-- Start Document excerpt --

# Merlin, Bess and Jake



## Minnie (Jun 8, 2012)

The dogs and I are looking after our grandson Jake this week as he has Chicken Pox. So just a few pics of him chilling with the dogs.


----------



## fairlie (Sep 7, 2013)

Can't think of any nicer companions to recover from chicken pox with. They are all so sweet looking.


----------



## dmgalley (Aug 19, 2012)

Absolutely adorable. Merlin is in love. Thank you for sharing. Made my morning. What s cutie Jake is. 
And I love Merlin's cut!
Sent from my SGH-T999 using Tapatalk


----------



## dio.ren (Jan 18, 2013)

Cute poo's and cute little Jake hope he gets better really fast


----------



## Minnie (Jun 8, 2012)

They both adore Jake. And he loves to play with them.
Jake actually got his name from a Golden Retreiver we had when his mum was growing up, she loved that dog so much and I think it's lovely that she chose the name for her son.


----------



## Minnie (Jun 8, 2012)

dmgalley said:


> Absolutely adorable. Merlin is in love. Thank you for sharing. Made my morning. What s cutie Jake is.
> And I love Merlin's cut!
> Sent from my SGH-T999 using Tapatalk


I would love it if his hair could stay just as it is at the moment, I love the length and think it suits him. Bess is due for a cut and I'm still toying with the idea of doing it myself, haven't plucked up the courage yet.!!


----------



## dmgalley (Aug 19, 2012)

Minnie said:


> I would love it if his hair could stay just as it is at the moment, I love the length and think it suits him. Bess is due for a cut and I'm still toying with the idea of doing it myself, haven't plucked up the courage yet.!!


Just start slow. Take a little at first till you feel more comfortable. 

Sent from Petguide.com Free App


----------



## fairlie (Sep 7, 2013)

Do Jake and his mum have their own dog as well, or do they share yours?


----------



## dio.ren (Jan 18, 2013)

Bess is so beautiful and such a nice chocolate color her coat is so nice


----------



## Minnie (Jun 8, 2012)

fairlie said:


> Do Jake and his mum have their own dog as well, or do they share yours?


Yes they have a 2 year old Golden Retreiver named Jiggy


----------



## Minnie (Jun 8, 2012)

dio.ren said:


> Bess is so beautiful and such a nice chocolate color her coat is so nice


It is nice but so thick and quite curly, but she doesn't get as many matts as Merlin, only a few actually. The only thing is that she is going very grey on her back, she looks like she's been sprinkled with talcum powder.


----------



## Minnie (Jun 8, 2012)

dmgalley said:


> Just start slow. Take a little at first till you feel more comfortable.
> 
> Sent from Petguide.com Free App


I need to find a way of getting her to sit still, I give her treats which she loves but they don't make her hold still.


----------



## Marzi (Sep 17, 2012)

Lovely to see your two - I bet they are a great distraction from itchy chichken pox scabs.  
Bess is lovely and Merlin looks great - how are you going with brushing him?


----------



## Minnie (Jun 8, 2012)

Marzi said:


> Lovely to see your two - I bet they are a great distraction from itchy chichken pox scabs.
> Bess is lovely and Merlin looks great - how are you going with brushing him?

-- End Document excerpt --

* **Problems to work on**:
1. Rewrite the forum thread between "Cute poo's and" and "for her son.", inclusive, with "that pet" in place of "that dog".
2. Decide whether the forum thread supports each statement, and give yes or no with the deciding words quoted: (a) Jake and his mum have a Golden Retriever of their own named Jiggy. (b) Bess gets more mats than Merlin. (c) Treats keep Bess still during grooming.

-- Start Dataset excerpts --

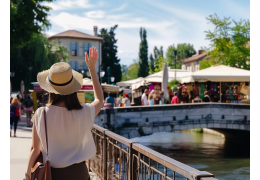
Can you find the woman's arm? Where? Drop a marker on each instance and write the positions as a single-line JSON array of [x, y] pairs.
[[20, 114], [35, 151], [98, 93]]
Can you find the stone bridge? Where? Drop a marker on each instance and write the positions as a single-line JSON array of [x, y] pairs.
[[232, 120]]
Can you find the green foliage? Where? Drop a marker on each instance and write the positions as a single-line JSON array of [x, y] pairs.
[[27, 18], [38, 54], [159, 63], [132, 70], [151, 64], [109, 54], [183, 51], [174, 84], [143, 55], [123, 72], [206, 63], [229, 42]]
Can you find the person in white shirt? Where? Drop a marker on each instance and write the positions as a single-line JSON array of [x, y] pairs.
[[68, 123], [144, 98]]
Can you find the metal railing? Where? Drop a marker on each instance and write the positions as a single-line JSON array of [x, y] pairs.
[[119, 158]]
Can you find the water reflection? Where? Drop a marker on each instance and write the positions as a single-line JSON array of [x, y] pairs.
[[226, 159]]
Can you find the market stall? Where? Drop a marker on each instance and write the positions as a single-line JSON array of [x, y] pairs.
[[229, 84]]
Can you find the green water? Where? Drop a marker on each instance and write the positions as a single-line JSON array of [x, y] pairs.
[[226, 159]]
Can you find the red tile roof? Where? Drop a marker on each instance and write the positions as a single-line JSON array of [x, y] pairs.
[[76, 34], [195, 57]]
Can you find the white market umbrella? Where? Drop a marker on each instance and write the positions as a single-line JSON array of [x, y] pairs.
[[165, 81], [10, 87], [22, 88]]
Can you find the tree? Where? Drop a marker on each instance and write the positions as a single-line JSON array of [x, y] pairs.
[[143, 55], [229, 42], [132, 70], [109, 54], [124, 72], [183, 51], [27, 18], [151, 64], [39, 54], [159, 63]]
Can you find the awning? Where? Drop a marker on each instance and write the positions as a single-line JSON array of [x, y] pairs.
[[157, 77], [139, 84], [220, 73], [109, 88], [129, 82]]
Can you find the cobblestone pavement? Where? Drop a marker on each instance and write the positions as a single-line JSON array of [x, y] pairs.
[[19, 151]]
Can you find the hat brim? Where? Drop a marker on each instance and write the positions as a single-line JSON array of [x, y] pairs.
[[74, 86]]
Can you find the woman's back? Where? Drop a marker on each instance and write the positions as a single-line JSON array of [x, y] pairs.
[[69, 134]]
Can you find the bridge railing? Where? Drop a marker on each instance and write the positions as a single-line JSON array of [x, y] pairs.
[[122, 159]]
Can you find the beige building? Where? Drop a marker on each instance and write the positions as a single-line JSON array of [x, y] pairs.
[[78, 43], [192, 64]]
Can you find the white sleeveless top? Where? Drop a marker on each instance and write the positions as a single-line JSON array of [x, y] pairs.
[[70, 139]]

-- End Dataset excerpts --

* **Answers per task**:
1.
Cute poo's and cute little Jake hope he gets better really fast


----------



## Minnie (Jun 8, 2012)

They both adore Jake. And he loves to play with them.
Jake actually got his name from a Golden Retreiver we had when his mum was growing up, she loved that pet so much and I think it's lovely that she chose the name for her son.

2.
(a) Yes: "Yes they have a 2 year old Golden Retreiver named Jiggy"
(b) No: "she doesn't get as many matts as Merlin, only a few actually"
(c) No: "I give her treats which she loves but they don't make her hold still."